▶ EXCERPT TO READ:
Godox TT350F: HSS and TTL for Fuji cameras
The one thing missing on many Fuji photographers’ wish list was a reliable flash system that includes HSS (high-speed sync) and TTL (through the lens metering) functionality. Nissin and Metz finally introduced HSS compatibility in 2017, but at least for Nissin, you’ll have to send your older flashguns in for a firmware upgrade at additional cost. Their most powerful flash is also a60 GN, usable for weddings and events, but hardly a sun stopper. For larger flash systems, other photographers experimented with the Cactus V6 II, with mixed results and no TTL metering until last month.
Now Chinese flash manufacturer Godox is throwing their hat in the ring with the arrival of the Godox TT350F pocket flash and X1T-F controller. Both devices can be used as 2.4 GHz controllers for the entire relatively inexpensive Godox range including the popular AD200, AD600 and AD360 II. Godox has many resellers around the world and you’ll find it sold as Flashpoint (by Adorama) in the US, Cheetahstand in the UK and Neewer in many parts of Europe. These are all basically rebranded Godox devices, identical in functionality and yes it’s possible to mix and match all these brands in flash groups with one controller. They even run on the same firmware, I know because I upgraded a Neewer NW860 this week to the last Godox Ving V860IIS firmware this week. A firmware update can be easily done at home by the way, since every Godox product has a USB interface. Scroll down to the firmware update section if you need help upgrading your device.

▶ INFORMATION SHOWN:
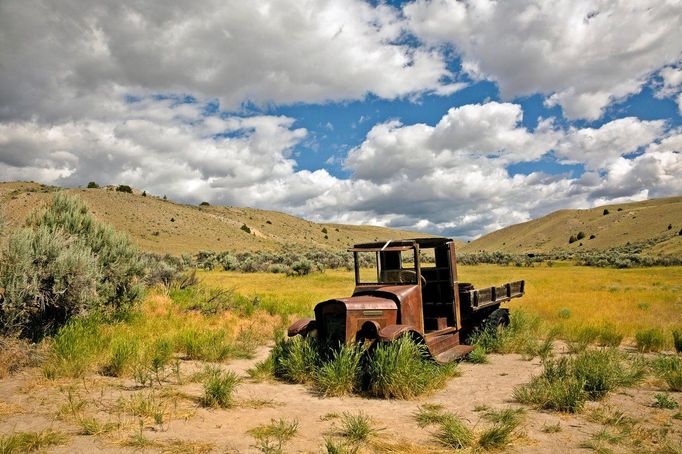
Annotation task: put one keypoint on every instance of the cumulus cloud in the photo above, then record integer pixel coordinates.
(65, 58)
(582, 54)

▶ TASKS TO COMPLETE:
A. Translate this sentence from the Godox flash article into Spanish: "A firmware update can be easily done at home by the way, since every Godox product has a USB interface."
B. Please continue the Godox flash article, picking up right after its final sentence.

▶ ANSWERS:
A. Por cierto, una actualización de firmware se puede hacer fácilmente en casa, ya que todos los productos Godox tienen una interfaz USB.

B.
Since the first trigger available is the Godox TT350F pocket flash, I’ll be having a look at using this little flash as a trigger for the Godox range in this review. Please note I’ve included some “around the house” sample images to illustrate the off-camera TTL capabilities with this flash, I’ll try a “pro” shoot once we see a firmware update. Read on to find out why…
Compatible Fuji cameras
100% compatible, including HSS, TTL and rear curtain sync is the Fuji X-Pro 2, X-T20, X-T2, X-T1(!) and yes the GFX too. You’ll still be able to use the TT350F or Zoom Mini R2 TTL as a flash with the X-Pro1, X-T10, X-E1 and X-A3 with TTL metering but no HSS unfortunately. This is also true if you want to use it as a controller, TTL is available, but no high-speed sync.
If you own an X100F or X100T, you can use all the flash functionality (HSS, TTL and rear curtain sync), but as a master unit, HSS is not available.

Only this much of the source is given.